▸ WHAT YOU NEED TO DO
Print every entry again exactly, with no pictures.

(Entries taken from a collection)
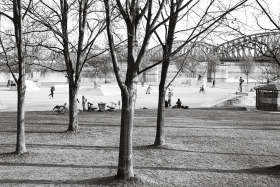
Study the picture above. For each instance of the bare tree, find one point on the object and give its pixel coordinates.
(76, 27)
(206, 22)
(17, 21)
(132, 13)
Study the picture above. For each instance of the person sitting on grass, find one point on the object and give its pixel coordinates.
(60, 108)
(178, 103)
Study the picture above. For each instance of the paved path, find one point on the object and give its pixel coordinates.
(38, 100)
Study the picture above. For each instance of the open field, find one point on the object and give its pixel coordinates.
(38, 100)
(206, 148)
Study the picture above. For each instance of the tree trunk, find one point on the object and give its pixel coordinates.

▸ TASK RESPONSE
Study the picture above. For each instance of the bare tree, find one point on the object and give its pixel coordinates.
(76, 27)
(206, 22)
(17, 21)
(132, 13)
Study the picture above. For each instance of the person sitting on grass, find one point on the object and give its pixel coordinates.
(60, 108)
(178, 103)
Study the picture above. For each instance of the paved path, find one point on the object and give its pixel coordinates.
(38, 100)
Study the picture above. For each instance of the open field, find one point on the object and give its pixel coordinates.
(38, 100)
(206, 148)
Study the picture above. For each instance of the tree trunk, find one point on the object and give its pixel coordinates.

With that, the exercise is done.